**Exercise description**
Determine how many lines of the entries below contain the word "tall". Give only that number.

**Task inputs**

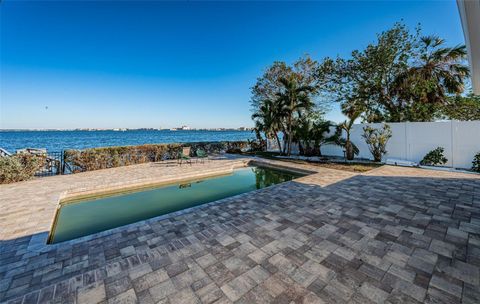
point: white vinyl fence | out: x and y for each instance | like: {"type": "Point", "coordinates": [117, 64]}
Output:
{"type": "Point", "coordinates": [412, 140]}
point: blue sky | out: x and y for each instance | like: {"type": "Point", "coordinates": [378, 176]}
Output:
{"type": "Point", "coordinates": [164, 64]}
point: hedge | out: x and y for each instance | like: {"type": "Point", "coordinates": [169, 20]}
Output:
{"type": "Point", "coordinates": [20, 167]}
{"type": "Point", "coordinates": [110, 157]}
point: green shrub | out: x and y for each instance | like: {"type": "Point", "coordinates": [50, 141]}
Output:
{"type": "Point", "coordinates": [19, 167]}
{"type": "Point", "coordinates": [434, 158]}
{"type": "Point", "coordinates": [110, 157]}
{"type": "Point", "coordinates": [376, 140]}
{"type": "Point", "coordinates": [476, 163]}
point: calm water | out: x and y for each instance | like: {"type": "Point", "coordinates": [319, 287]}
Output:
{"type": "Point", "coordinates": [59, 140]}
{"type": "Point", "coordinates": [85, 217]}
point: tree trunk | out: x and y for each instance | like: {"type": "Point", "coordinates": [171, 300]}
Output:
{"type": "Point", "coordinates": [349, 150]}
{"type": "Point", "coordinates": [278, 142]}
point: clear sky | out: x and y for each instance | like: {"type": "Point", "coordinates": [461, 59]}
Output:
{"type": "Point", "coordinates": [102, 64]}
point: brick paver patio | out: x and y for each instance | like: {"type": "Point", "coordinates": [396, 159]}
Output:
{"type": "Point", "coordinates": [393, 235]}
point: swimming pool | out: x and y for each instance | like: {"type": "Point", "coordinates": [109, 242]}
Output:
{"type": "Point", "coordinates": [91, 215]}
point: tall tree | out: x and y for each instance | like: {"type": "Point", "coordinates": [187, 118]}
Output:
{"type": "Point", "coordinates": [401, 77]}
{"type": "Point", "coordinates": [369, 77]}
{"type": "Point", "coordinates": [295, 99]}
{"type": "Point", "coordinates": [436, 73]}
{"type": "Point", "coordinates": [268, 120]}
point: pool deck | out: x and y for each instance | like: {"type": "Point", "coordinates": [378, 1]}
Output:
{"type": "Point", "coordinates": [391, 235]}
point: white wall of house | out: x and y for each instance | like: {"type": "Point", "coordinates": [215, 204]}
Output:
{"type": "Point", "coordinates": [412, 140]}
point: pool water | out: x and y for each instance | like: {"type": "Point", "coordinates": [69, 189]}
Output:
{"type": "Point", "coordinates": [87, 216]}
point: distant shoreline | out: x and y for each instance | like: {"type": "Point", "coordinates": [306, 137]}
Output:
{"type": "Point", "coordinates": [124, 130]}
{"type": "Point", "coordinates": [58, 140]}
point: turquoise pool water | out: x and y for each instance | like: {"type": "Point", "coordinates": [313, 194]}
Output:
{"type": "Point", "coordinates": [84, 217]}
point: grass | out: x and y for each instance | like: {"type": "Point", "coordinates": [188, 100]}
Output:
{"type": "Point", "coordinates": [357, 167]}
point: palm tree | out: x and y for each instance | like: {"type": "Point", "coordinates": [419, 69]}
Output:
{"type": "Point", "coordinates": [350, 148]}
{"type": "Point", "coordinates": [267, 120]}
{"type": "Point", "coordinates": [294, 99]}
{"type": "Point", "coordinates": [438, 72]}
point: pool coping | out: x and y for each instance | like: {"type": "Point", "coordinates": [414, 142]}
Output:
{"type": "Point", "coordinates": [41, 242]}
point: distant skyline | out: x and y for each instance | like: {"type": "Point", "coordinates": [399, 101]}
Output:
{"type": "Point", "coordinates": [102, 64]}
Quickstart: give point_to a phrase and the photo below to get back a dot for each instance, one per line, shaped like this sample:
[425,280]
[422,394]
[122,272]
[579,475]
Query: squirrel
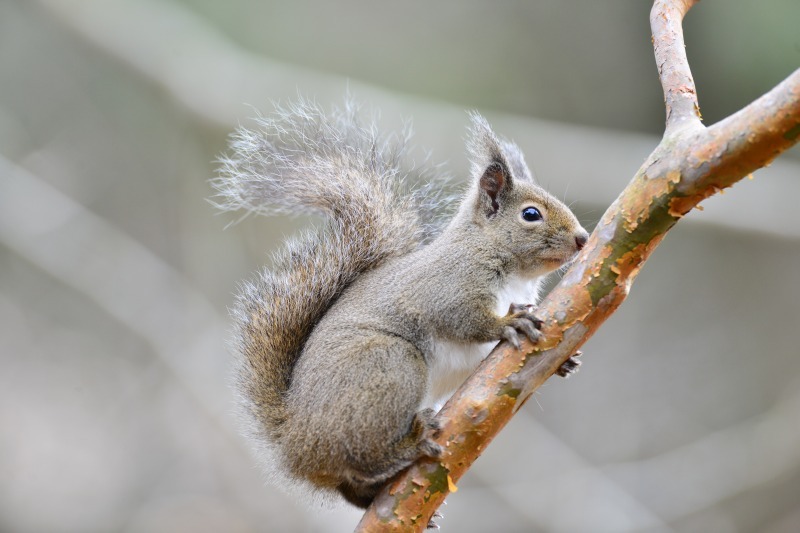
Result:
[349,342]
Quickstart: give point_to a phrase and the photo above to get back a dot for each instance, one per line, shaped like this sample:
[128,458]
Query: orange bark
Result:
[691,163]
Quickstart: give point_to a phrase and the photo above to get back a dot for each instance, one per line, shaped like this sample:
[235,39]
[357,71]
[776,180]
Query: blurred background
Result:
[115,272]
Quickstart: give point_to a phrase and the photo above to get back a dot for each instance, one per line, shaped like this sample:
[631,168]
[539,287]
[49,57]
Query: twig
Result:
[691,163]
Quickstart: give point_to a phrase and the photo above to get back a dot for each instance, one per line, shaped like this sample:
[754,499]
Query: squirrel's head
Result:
---
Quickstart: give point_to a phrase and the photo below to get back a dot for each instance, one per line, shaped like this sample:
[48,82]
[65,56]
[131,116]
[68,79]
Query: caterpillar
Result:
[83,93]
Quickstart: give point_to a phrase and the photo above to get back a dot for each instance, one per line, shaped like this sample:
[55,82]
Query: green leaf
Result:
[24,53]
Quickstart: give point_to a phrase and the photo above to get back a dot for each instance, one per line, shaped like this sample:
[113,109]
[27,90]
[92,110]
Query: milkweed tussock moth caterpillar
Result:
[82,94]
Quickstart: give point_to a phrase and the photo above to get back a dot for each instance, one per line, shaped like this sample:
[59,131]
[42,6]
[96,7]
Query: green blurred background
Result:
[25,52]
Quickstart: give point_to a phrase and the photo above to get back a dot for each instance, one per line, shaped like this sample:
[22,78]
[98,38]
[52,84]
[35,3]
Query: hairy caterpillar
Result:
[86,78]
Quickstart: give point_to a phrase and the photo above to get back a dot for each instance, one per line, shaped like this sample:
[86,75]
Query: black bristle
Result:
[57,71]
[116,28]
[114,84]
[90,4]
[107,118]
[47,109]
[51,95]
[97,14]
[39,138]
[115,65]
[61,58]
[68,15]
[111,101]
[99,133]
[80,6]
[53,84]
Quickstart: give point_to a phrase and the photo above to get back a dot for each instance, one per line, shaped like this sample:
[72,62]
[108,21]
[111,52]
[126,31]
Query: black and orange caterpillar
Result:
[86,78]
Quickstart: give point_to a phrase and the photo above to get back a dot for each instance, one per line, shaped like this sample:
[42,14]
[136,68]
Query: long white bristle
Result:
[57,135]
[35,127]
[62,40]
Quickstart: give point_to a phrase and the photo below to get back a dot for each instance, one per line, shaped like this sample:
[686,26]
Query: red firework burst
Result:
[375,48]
---
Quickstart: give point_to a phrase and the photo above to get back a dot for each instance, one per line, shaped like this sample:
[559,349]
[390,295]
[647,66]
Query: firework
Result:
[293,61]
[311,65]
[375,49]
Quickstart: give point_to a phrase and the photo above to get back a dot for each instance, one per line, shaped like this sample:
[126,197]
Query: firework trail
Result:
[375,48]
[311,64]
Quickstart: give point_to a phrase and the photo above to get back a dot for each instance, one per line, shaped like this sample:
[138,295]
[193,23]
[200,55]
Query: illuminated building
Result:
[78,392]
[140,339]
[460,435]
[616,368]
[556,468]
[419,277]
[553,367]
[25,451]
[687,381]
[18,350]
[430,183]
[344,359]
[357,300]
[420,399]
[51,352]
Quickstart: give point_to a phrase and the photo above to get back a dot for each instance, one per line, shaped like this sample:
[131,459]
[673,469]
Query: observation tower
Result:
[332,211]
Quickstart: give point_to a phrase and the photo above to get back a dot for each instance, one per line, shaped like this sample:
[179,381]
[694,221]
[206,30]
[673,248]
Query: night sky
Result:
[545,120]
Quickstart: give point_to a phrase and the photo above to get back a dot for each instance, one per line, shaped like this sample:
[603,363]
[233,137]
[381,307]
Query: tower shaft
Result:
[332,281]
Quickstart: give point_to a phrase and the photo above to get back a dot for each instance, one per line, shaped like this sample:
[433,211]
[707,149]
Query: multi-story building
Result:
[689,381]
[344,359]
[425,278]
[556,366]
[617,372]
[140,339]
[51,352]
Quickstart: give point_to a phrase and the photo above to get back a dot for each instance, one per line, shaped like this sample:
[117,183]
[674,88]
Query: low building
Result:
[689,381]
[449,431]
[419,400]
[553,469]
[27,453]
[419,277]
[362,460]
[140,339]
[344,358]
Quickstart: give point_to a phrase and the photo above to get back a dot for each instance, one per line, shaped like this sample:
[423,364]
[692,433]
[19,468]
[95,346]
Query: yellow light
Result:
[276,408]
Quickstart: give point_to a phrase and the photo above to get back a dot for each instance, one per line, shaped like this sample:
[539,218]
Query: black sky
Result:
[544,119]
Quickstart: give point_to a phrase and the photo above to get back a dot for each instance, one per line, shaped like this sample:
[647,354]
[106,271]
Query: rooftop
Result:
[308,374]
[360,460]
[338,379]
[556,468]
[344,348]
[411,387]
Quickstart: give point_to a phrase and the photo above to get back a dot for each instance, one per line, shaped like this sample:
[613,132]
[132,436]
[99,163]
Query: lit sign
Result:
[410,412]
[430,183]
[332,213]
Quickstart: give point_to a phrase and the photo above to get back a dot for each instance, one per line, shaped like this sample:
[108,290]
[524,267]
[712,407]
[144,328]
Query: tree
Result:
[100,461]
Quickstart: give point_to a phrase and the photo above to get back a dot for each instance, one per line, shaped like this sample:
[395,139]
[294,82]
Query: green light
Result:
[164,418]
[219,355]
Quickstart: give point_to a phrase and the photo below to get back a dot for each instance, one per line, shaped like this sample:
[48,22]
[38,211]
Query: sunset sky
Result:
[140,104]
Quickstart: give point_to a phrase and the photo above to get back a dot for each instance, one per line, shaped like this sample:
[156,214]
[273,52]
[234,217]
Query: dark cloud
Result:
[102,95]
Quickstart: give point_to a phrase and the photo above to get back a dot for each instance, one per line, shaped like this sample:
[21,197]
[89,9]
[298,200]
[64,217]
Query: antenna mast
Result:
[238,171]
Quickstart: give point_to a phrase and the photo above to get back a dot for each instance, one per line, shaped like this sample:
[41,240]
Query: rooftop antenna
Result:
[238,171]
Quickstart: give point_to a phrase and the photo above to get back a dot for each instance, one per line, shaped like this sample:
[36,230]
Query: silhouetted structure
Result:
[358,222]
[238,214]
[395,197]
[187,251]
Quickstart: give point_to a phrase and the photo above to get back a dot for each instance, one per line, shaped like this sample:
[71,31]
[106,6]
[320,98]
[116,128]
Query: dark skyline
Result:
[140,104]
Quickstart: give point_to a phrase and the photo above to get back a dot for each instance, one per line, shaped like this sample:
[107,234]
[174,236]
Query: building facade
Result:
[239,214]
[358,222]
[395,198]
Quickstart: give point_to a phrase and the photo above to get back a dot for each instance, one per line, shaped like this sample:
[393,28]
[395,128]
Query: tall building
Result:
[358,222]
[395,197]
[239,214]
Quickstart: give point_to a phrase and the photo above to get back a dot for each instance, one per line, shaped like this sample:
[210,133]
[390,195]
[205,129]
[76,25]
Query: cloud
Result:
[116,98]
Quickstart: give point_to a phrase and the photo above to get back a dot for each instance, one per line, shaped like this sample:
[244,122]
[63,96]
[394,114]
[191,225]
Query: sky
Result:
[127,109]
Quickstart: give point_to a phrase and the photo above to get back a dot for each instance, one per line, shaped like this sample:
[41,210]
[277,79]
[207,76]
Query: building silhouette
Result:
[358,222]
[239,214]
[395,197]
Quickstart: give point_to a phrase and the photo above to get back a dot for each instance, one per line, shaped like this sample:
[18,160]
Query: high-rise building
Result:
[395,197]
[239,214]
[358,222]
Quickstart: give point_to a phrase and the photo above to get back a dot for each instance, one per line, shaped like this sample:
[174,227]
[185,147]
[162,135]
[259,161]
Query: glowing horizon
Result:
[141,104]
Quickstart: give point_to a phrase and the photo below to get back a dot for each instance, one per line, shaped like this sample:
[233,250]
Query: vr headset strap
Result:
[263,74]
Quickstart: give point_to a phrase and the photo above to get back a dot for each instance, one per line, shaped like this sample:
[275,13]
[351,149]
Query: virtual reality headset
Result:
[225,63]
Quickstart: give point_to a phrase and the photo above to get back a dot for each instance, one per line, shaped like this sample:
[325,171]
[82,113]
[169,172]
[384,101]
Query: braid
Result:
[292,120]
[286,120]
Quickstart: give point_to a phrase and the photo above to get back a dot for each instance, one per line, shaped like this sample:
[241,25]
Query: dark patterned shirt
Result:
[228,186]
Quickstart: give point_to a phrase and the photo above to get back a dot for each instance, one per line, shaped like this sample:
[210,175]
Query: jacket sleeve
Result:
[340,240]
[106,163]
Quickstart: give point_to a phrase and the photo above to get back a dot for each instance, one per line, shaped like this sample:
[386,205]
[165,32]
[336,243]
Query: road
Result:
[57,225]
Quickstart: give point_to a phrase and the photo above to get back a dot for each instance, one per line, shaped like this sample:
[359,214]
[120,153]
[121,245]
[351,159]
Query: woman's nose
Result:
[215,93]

**Reply to the exercise**
2